CHALLENGE ::
Render everything from the start of the entries down through the line containing "top-left (146, 0), bottom-right (311, 75)" as a JSON list of strings, one string per line, with blank lines dropped. Leave the pictures out of the list.

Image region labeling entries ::

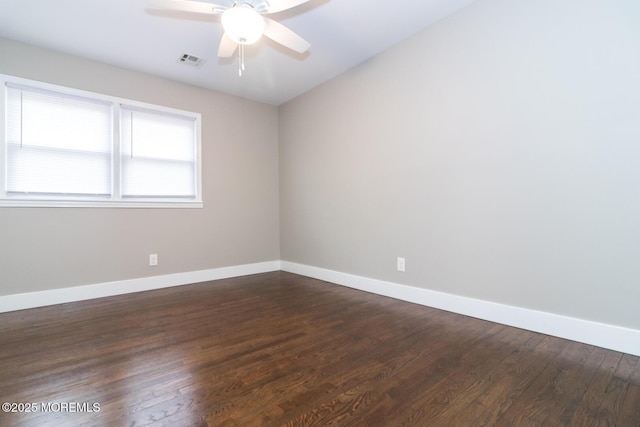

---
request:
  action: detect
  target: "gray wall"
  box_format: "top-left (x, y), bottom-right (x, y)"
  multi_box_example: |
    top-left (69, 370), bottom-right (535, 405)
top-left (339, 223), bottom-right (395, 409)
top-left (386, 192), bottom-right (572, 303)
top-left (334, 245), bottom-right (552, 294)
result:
top-left (279, 0), bottom-right (640, 329)
top-left (0, 39), bottom-right (279, 295)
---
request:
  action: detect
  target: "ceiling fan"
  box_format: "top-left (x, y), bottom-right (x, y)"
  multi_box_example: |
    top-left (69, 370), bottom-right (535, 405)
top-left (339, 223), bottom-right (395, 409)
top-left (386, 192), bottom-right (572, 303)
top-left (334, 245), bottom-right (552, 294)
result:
top-left (146, 0), bottom-right (311, 75)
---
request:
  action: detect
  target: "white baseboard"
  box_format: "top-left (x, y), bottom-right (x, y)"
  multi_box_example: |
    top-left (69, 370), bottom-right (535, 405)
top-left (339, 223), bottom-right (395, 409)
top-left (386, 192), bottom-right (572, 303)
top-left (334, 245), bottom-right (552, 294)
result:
top-left (0, 261), bottom-right (640, 356)
top-left (0, 261), bottom-right (280, 313)
top-left (281, 261), bottom-right (640, 356)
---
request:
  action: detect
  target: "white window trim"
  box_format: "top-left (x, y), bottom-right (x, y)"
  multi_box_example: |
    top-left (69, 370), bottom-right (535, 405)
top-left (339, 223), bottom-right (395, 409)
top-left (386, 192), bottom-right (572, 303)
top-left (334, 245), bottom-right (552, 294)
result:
top-left (0, 74), bottom-right (204, 208)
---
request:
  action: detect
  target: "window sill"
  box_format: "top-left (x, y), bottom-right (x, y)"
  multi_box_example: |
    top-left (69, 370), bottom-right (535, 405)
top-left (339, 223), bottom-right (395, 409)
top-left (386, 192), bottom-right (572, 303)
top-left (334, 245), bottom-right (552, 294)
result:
top-left (0, 199), bottom-right (204, 209)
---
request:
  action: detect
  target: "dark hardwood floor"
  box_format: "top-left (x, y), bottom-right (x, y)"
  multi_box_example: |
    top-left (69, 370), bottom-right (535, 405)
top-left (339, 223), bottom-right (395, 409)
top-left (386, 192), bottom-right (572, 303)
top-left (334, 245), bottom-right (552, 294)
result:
top-left (0, 272), bottom-right (640, 427)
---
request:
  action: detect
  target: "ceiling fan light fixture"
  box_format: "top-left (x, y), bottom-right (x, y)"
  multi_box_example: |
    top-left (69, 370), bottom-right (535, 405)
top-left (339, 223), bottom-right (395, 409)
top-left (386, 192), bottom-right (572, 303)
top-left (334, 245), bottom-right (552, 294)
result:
top-left (221, 6), bottom-right (266, 44)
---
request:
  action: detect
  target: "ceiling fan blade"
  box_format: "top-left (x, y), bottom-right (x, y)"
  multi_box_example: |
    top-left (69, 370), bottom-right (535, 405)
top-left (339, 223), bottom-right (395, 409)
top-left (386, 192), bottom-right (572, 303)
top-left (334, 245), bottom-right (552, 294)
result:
top-left (264, 18), bottom-right (311, 53)
top-left (218, 33), bottom-right (238, 58)
top-left (266, 0), bottom-right (309, 13)
top-left (145, 0), bottom-right (227, 15)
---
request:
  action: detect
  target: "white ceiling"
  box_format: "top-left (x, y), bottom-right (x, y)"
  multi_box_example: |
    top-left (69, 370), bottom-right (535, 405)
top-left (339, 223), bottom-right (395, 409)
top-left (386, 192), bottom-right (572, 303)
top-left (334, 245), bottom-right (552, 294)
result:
top-left (0, 0), bottom-right (474, 105)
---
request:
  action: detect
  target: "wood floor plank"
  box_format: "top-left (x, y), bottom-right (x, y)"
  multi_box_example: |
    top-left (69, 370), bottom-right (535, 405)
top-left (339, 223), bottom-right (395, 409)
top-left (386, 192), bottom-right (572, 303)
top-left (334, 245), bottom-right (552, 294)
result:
top-left (0, 272), bottom-right (640, 427)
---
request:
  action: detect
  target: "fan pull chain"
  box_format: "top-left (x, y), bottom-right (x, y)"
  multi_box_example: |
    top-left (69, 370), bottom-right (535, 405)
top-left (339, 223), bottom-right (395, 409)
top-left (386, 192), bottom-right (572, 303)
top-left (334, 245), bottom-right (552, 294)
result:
top-left (238, 43), bottom-right (244, 77)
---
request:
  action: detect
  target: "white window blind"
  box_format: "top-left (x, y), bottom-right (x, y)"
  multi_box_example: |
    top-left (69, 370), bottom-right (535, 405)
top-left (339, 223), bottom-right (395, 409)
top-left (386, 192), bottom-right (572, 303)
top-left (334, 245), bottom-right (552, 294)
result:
top-left (0, 74), bottom-right (202, 208)
top-left (5, 84), bottom-right (112, 197)
top-left (120, 105), bottom-right (197, 199)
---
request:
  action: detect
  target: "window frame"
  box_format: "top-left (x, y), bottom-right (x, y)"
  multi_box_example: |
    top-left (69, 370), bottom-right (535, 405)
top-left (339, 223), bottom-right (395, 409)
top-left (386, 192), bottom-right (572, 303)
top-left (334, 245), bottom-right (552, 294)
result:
top-left (0, 74), bottom-right (204, 208)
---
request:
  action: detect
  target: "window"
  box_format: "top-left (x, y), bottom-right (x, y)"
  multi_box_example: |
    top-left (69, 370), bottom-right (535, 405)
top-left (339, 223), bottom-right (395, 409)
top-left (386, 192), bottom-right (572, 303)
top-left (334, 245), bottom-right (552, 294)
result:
top-left (0, 76), bottom-right (202, 207)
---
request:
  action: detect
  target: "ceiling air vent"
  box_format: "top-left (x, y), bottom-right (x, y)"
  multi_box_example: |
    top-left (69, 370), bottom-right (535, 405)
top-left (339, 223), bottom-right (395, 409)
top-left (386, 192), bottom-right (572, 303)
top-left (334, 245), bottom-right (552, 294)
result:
top-left (178, 53), bottom-right (207, 68)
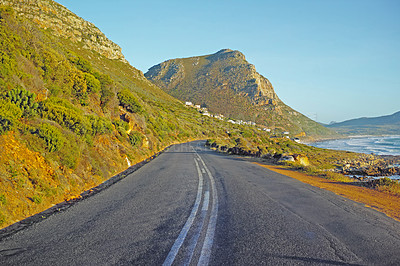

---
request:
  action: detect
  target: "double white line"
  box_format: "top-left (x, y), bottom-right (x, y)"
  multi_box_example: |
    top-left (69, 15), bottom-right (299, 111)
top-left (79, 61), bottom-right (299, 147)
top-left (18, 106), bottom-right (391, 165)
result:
top-left (163, 147), bottom-right (218, 266)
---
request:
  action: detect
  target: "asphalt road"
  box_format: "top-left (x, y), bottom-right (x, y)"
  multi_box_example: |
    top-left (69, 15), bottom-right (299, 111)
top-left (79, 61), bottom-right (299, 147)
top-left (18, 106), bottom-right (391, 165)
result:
top-left (0, 142), bottom-right (400, 265)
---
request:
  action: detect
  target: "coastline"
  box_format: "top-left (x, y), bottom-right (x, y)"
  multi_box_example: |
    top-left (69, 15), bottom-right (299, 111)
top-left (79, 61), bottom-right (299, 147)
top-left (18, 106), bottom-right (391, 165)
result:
top-left (253, 162), bottom-right (400, 222)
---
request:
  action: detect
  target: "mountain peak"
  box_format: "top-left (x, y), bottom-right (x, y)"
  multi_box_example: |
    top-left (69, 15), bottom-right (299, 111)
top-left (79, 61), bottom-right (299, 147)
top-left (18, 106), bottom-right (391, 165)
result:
top-left (145, 49), bottom-right (329, 135)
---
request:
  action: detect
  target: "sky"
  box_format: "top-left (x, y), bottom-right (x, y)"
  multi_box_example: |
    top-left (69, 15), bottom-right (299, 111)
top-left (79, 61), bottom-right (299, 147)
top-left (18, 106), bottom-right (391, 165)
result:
top-left (57, 0), bottom-right (400, 123)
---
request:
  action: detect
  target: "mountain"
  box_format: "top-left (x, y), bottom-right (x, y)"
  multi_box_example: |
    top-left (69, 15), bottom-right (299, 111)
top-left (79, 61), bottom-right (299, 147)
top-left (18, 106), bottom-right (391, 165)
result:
top-left (326, 111), bottom-right (400, 135)
top-left (145, 49), bottom-right (334, 136)
top-left (0, 0), bottom-right (233, 227)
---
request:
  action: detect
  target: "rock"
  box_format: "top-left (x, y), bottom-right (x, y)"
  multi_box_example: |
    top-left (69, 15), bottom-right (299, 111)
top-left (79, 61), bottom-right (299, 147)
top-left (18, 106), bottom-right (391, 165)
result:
top-left (0, 0), bottom-right (128, 62)
top-left (278, 155), bottom-right (295, 162)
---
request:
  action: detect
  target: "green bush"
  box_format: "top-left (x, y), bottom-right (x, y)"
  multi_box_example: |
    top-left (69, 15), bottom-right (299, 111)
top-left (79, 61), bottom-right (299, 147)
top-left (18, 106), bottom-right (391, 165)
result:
top-left (33, 124), bottom-right (65, 152)
top-left (0, 194), bottom-right (7, 206)
top-left (118, 89), bottom-right (143, 113)
top-left (113, 120), bottom-right (129, 137)
top-left (6, 88), bottom-right (39, 117)
top-left (69, 53), bottom-right (93, 73)
top-left (129, 131), bottom-right (143, 147)
top-left (84, 73), bottom-right (101, 93)
top-left (72, 70), bottom-right (88, 105)
top-left (0, 99), bottom-right (22, 135)
top-left (32, 195), bottom-right (43, 204)
top-left (40, 98), bottom-right (92, 136)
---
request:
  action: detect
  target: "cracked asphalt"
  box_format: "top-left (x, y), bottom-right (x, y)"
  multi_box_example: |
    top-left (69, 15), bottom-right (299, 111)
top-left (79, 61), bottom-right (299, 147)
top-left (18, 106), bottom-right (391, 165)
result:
top-left (0, 142), bottom-right (400, 265)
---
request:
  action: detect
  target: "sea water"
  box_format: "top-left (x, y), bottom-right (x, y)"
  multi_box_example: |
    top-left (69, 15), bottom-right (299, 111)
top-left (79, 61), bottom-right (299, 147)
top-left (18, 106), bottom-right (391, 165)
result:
top-left (310, 136), bottom-right (400, 155)
top-left (309, 136), bottom-right (400, 180)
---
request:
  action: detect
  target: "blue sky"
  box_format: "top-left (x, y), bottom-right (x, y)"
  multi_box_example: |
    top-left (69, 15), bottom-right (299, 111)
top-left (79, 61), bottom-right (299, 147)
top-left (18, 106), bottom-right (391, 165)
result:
top-left (58, 0), bottom-right (400, 123)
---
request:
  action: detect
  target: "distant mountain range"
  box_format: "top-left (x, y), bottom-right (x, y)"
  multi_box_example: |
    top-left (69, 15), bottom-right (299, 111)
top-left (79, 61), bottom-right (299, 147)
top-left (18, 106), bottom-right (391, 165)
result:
top-left (145, 49), bottom-right (334, 136)
top-left (325, 111), bottom-right (400, 135)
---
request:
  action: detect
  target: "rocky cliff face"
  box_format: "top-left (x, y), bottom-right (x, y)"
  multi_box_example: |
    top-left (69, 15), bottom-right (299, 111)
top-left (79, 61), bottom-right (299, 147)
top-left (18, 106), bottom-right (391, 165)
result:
top-left (145, 49), bottom-right (281, 106)
top-left (0, 0), bottom-right (127, 62)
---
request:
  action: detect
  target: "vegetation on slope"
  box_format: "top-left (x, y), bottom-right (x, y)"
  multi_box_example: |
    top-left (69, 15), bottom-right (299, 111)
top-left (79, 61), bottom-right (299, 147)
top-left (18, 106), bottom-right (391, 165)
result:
top-left (0, 5), bottom-right (230, 226)
top-left (145, 49), bottom-right (335, 136)
top-left (207, 130), bottom-right (400, 196)
top-left (327, 112), bottom-right (400, 135)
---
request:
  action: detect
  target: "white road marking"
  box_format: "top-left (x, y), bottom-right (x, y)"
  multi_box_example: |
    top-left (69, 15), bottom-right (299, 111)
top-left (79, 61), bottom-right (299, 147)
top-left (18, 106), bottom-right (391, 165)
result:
top-left (163, 160), bottom-right (203, 266)
top-left (201, 191), bottom-right (210, 211)
top-left (197, 155), bottom-right (218, 265)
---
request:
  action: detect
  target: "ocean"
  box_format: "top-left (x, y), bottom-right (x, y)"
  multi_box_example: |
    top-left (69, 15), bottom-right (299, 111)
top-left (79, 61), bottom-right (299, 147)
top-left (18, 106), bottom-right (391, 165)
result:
top-left (309, 136), bottom-right (400, 155)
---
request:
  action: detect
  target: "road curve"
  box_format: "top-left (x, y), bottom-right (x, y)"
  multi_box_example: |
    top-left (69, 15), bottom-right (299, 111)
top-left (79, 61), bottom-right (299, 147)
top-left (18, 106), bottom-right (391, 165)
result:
top-left (0, 141), bottom-right (400, 265)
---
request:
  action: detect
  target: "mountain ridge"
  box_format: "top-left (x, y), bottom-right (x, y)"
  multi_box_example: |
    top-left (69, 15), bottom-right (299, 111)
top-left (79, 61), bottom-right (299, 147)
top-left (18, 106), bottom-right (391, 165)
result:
top-left (145, 49), bottom-right (334, 136)
top-left (0, 0), bottom-right (127, 63)
top-left (326, 111), bottom-right (400, 135)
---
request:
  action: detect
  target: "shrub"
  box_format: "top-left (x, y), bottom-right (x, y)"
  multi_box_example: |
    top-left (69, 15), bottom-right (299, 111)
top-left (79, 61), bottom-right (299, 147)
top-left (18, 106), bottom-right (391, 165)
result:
top-left (41, 98), bottom-right (91, 136)
top-left (32, 195), bottom-right (43, 204)
top-left (129, 131), bottom-right (143, 147)
top-left (72, 70), bottom-right (88, 105)
top-left (0, 99), bottom-right (22, 135)
top-left (87, 115), bottom-right (113, 135)
top-left (84, 73), bottom-right (101, 93)
top-left (33, 124), bottom-right (65, 152)
top-left (0, 194), bottom-right (7, 206)
top-left (113, 120), bottom-right (129, 137)
top-left (118, 89), bottom-right (143, 113)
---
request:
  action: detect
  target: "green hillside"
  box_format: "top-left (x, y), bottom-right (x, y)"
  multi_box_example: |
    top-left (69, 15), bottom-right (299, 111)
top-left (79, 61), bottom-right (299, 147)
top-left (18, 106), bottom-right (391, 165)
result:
top-left (145, 49), bottom-right (335, 136)
top-left (327, 112), bottom-right (400, 135)
top-left (0, 0), bottom-right (234, 226)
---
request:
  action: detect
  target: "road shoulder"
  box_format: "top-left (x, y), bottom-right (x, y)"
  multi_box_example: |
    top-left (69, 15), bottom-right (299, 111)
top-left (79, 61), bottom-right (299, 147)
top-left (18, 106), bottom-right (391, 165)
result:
top-left (253, 162), bottom-right (400, 221)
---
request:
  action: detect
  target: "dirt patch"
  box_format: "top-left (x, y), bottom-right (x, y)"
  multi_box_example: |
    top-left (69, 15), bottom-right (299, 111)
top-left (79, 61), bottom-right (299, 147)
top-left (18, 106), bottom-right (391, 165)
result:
top-left (253, 162), bottom-right (400, 221)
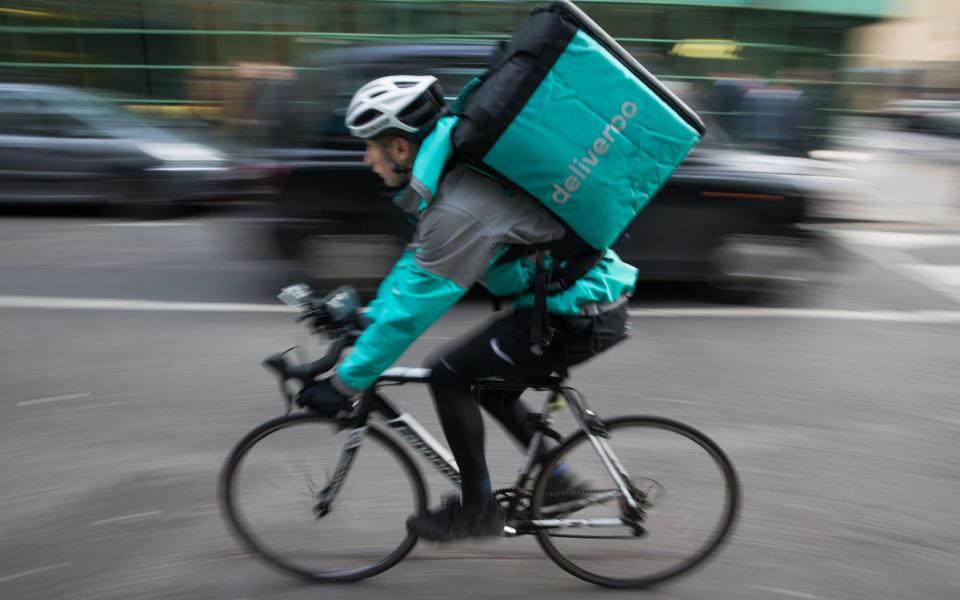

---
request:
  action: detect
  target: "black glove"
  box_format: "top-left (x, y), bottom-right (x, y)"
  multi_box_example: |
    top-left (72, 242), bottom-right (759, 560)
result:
top-left (297, 377), bottom-right (353, 417)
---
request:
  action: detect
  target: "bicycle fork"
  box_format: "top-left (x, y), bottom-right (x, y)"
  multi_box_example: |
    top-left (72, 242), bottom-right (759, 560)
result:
top-left (313, 425), bottom-right (367, 519)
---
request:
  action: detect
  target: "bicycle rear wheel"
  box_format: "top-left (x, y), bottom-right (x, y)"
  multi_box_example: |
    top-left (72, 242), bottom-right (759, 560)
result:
top-left (533, 417), bottom-right (740, 588)
top-left (220, 415), bottom-right (427, 582)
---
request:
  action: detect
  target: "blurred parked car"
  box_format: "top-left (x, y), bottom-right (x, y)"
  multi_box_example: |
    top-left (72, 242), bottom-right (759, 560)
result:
top-left (249, 44), bottom-right (840, 296)
top-left (883, 99), bottom-right (960, 135)
top-left (0, 84), bottom-right (271, 216)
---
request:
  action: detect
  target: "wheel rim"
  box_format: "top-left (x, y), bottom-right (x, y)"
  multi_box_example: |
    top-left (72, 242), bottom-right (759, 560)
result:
top-left (221, 417), bottom-right (426, 581)
top-left (534, 418), bottom-right (739, 587)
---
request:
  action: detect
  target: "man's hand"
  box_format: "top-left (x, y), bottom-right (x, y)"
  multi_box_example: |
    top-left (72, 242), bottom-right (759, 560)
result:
top-left (297, 377), bottom-right (353, 417)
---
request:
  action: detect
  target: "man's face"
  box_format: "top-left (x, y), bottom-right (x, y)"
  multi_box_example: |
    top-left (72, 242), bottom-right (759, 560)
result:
top-left (363, 137), bottom-right (413, 187)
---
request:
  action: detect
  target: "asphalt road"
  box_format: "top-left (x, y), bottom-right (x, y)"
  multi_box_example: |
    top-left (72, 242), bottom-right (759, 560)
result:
top-left (0, 215), bottom-right (960, 600)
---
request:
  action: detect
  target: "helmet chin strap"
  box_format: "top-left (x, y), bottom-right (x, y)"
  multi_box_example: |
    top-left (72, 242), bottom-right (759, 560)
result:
top-left (373, 140), bottom-right (413, 185)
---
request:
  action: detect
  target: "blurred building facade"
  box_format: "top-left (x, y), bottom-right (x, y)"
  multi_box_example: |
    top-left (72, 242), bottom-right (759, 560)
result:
top-left (849, 0), bottom-right (960, 111)
top-left (0, 0), bottom-right (908, 150)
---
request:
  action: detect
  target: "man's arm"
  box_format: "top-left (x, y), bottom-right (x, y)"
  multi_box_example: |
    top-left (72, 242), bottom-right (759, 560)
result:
top-left (363, 246), bottom-right (416, 324)
top-left (332, 206), bottom-right (499, 394)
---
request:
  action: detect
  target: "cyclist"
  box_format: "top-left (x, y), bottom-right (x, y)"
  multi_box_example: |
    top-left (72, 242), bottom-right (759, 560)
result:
top-left (298, 76), bottom-right (637, 541)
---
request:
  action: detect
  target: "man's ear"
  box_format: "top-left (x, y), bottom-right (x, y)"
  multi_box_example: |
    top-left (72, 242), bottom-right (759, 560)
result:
top-left (393, 136), bottom-right (413, 162)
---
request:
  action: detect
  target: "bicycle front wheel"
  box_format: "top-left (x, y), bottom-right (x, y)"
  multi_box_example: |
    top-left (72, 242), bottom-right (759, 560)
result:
top-left (220, 415), bottom-right (427, 582)
top-left (533, 417), bottom-right (740, 588)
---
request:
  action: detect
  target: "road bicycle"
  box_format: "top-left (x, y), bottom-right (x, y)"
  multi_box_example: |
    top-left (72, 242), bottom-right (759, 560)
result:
top-left (219, 285), bottom-right (740, 588)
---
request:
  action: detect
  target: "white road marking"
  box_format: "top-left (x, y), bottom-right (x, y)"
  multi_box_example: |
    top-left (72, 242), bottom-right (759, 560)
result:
top-left (628, 308), bottom-right (960, 323)
top-left (0, 296), bottom-right (960, 324)
top-left (830, 229), bottom-right (960, 250)
top-left (0, 296), bottom-right (299, 313)
top-left (750, 585), bottom-right (827, 600)
top-left (87, 221), bottom-right (203, 227)
top-left (17, 392), bottom-right (90, 408)
top-left (90, 510), bottom-right (163, 527)
top-left (0, 562), bottom-right (73, 583)
top-left (824, 232), bottom-right (960, 304)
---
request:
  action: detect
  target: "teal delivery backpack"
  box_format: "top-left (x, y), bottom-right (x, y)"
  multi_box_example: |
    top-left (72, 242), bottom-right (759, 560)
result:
top-left (452, 0), bottom-right (704, 250)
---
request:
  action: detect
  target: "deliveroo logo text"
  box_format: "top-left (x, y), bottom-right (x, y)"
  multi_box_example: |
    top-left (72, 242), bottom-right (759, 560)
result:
top-left (553, 100), bottom-right (637, 204)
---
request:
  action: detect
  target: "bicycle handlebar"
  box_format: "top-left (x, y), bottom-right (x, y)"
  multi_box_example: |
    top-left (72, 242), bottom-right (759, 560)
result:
top-left (263, 334), bottom-right (356, 385)
top-left (263, 284), bottom-right (363, 396)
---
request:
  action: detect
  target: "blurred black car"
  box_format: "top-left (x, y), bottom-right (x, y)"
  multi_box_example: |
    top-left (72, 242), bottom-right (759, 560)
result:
top-left (251, 44), bottom-right (836, 290)
top-left (0, 84), bottom-right (271, 216)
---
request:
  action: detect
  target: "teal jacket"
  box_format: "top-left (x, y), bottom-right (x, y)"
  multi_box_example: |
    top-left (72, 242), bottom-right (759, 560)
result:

RESULT ::
[
  "---",
  "request:",
  "  action: detect",
  "  target: \"gray wall\"",
  "  box_format: \"top-left (x, y), bottom-right (x, y)\"",
  "  multi_box_example: |",
  "    top-left (69, 370), bottom-right (535, 405)",
  "top-left (339, 223), bottom-right (395, 409)",
  "top-left (386, 192), bottom-right (572, 303)",
  "top-left (334, 245), bottom-right (552, 294)",
  "result:",
  "top-left (279, 0), bottom-right (640, 329)",
  "top-left (0, 39), bottom-right (279, 295)",
  "---",
  "request:",
  "  action: detect",
  "  target: \"ceiling fan\"",
  "  box_format: \"top-left (x, y), bottom-right (x, y)\"",
  "  multi_box_example: |",
  "    top-left (69, 370), bottom-right (535, 405)",
  "top-left (339, 223), bottom-right (395, 409)",
  "top-left (386, 192), bottom-right (572, 303)",
  "top-left (334, 245), bottom-right (552, 294)",
  "result:",
  "top-left (146, 0), bottom-right (311, 75)"
]